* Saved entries
======

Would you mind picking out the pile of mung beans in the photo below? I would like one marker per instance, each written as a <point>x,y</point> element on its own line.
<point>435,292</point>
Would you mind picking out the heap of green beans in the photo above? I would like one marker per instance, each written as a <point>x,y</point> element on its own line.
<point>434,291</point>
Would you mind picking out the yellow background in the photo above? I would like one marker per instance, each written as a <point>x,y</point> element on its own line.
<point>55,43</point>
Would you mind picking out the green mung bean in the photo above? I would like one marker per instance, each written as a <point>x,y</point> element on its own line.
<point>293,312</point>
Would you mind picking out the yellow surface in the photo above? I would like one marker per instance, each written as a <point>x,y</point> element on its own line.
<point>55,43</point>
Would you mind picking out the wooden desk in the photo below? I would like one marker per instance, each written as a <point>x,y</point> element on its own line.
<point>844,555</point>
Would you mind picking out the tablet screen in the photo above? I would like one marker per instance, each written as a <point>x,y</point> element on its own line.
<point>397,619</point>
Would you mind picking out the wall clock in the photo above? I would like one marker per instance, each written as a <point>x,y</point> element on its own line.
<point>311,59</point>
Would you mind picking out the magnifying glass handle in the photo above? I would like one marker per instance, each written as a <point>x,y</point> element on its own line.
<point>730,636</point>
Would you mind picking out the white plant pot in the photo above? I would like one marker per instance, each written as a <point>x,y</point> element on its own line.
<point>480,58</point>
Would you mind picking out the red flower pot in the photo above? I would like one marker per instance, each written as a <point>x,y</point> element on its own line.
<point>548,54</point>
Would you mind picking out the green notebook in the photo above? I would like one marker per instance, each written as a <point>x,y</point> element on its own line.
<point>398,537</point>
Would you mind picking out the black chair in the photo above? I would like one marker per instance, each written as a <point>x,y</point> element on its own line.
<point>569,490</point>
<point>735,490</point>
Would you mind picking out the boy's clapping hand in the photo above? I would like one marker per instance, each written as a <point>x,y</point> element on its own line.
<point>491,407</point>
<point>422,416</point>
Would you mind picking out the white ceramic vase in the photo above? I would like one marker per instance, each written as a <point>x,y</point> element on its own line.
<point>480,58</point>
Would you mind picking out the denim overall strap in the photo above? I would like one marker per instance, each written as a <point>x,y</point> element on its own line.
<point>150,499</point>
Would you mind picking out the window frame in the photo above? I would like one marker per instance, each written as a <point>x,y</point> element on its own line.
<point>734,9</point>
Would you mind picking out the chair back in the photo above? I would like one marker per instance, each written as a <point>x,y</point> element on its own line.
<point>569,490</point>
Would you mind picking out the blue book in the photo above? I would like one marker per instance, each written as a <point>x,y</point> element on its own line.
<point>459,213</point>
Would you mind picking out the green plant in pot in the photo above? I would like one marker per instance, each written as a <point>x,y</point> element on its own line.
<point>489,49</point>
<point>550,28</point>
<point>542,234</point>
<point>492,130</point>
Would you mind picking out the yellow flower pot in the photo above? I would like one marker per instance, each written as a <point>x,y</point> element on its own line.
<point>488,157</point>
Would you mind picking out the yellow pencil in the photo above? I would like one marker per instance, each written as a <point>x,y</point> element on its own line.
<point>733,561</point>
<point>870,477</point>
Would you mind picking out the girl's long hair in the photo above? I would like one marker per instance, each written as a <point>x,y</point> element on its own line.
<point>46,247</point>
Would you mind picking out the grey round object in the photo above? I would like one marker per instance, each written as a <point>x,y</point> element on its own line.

======

* What you will do
Output the line that contains "Would you mind picking out the window", followed by every later line in the listing, with no line omitted and none added.

* Full response
Would you mind picking out the window frame in the photo above? I would like one marker per instance, each written as a <point>x,y</point> element on its own line.
<point>734,9</point>
Would you mind picking out the chair back in the photo above? I would like one marker per instance, each written as a <point>x,y</point> element on its own line.
<point>569,490</point>
Would you mind picking out the blue book in the photo above? I would like one marker per instance, each written as a <point>x,y</point> element on its own line.
<point>459,213</point>
Would you mind picking out the green plant in pot in the photo above? I would like one marker per instance, each written as a <point>x,y</point> element on its own line.
<point>489,49</point>
<point>550,28</point>
<point>542,234</point>
<point>492,130</point>
Would you mind picking out the yellow flower pot in the photo above? I would like one marker per instance, each written as a <point>x,y</point> element on its own line.
<point>488,157</point>
Would you mind picking out the yellow pencil in the photo above? I would like one marker per instance, each written as a <point>x,y</point> element on its own line.
<point>733,561</point>
<point>870,477</point>
Would you mind picking out the girl's long hair in the photo above? I would like one marker per instance, each written as a <point>x,y</point> element on its own line.
<point>46,247</point>
Would you mind picking out the grey round object in the photo above? I would like one marker per instance, each written as a <point>x,y</point> element on its own line.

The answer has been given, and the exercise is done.